## Data extract
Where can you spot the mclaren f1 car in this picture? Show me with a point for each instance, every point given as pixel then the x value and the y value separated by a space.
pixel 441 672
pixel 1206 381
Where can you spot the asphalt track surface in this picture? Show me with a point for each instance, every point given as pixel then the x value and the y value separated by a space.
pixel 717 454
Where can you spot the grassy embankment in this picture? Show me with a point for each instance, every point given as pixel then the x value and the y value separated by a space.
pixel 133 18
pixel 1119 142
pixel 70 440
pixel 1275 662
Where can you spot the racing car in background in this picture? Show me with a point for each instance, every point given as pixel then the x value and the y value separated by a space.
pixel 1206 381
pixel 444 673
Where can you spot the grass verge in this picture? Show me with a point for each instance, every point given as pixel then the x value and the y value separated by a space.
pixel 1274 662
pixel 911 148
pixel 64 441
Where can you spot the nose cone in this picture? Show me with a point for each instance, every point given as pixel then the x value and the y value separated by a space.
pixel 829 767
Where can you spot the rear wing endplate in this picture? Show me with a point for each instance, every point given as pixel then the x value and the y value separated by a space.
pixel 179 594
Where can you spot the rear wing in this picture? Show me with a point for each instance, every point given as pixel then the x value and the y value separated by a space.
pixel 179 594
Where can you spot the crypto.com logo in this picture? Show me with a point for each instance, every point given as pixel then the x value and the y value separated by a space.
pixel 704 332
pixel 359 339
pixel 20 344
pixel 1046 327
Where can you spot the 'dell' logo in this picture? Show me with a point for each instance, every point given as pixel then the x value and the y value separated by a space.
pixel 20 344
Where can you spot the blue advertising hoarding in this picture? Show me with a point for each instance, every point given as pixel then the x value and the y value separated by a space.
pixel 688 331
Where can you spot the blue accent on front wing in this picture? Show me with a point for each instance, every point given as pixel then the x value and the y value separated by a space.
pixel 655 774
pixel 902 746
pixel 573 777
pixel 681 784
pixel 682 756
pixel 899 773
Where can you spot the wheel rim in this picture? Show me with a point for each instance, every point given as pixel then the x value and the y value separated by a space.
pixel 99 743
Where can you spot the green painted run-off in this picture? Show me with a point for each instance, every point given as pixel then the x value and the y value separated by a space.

## Exercise prompt
The whole of the material should be restated word for word.

## Task solution
Where can you spot the mclaren f1 car in this picture? Show me with a point for each instance, every point given as pixel then the x value and the y value separated by a space.
pixel 441 672
pixel 1206 381
Where can you spot the asphalt track surface in this picture? Show me with a point for each instance, every point given as pixel then the x value and the y value separated by a space.
pixel 717 454
Where can you spot the grassy embankment in this picture? Show me with a point for each instance, every point given as pixel then the x value and the y value separated by a space.
pixel 133 18
pixel 1119 142
pixel 70 440
pixel 1275 662
Where can you spot the racing car in background in this picture? Show me with a point for each instance, every point given as pixel then the x value and the y value separated by a space.
pixel 1206 381
pixel 444 673
Where can you spot the grass verge in this picture? Show me with a point for each instance, every point given as pixel then the x value and the y value separated by a space.
pixel 1274 662
pixel 911 148
pixel 64 441
Where can you spot the nose cone in this picture? Show me with a point for each instance, every point given as pixel then the x value and the y value separated by a space.
pixel 829 767
Where can you spot the rear wing endplate in this picture? Show me with a point for each instance, every point given as pixel then the x value and the y value separated by a space.
pixel 179 594
Where can you spot the rear wing in this picture? Show me with a point for each instance, every point given as pixel then the x value and the y value separated by a space.
pixel 179 594
Where can you spot the crypto.com logo in this picture? Show me with a point for each instance, every point given as pixel then the x value and the y value separated by a space.
pixel 704 332
pixel 359 339
pixel 20 344
pixel 1046 327
Where can you spot the 'dell' logo in this picture? Show me with a point for each instance, every point given as pixel then the x value and the y value separated by a space.
pixel 20 344
Where can you spot the blue advertising hoarding in this picture? Show me with a point for each instance, every point given as pixel then the x value and the y value separated by a space.
pixel 688 331
Where can you spot the blue accent on front wing in this picture? Show me with a point for each instance, every point given as pixel then the x value and the y value separated by a space.
pixel 655 774
pixel 902 746
pixel 573 777
pixel 681 784
pixel 682 756
pixel 899 773
Where can you spot the wheel rim in this picture? Show me with a point for each instance, every point given as pixel then the x value and the y value separated by a space.
pixel 99 743
Where can you spot the green painted run-off in this picture? Show me with a point for each instance, every point given as pixel then the x value and the y value separated by a space.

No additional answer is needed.